Exercise input →
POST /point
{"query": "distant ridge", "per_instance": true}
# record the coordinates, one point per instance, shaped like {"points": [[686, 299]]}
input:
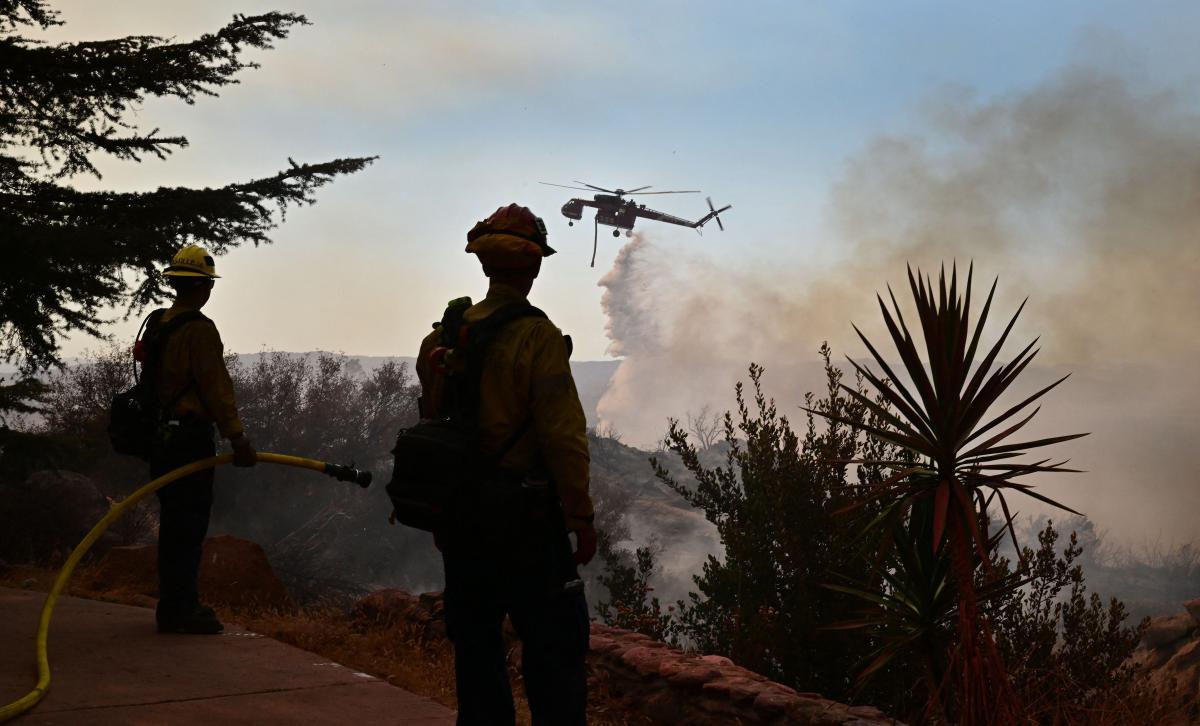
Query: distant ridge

Work task → A verbatim copy of the entries, stripped of pictures, should be produced.

Answer →
POST /point
{"query": "distant ridge", "per_instance": true}
# record the coordinates, one point per instance, shaped like {"points": [[686, 299]]}
input:
Query: distant ridge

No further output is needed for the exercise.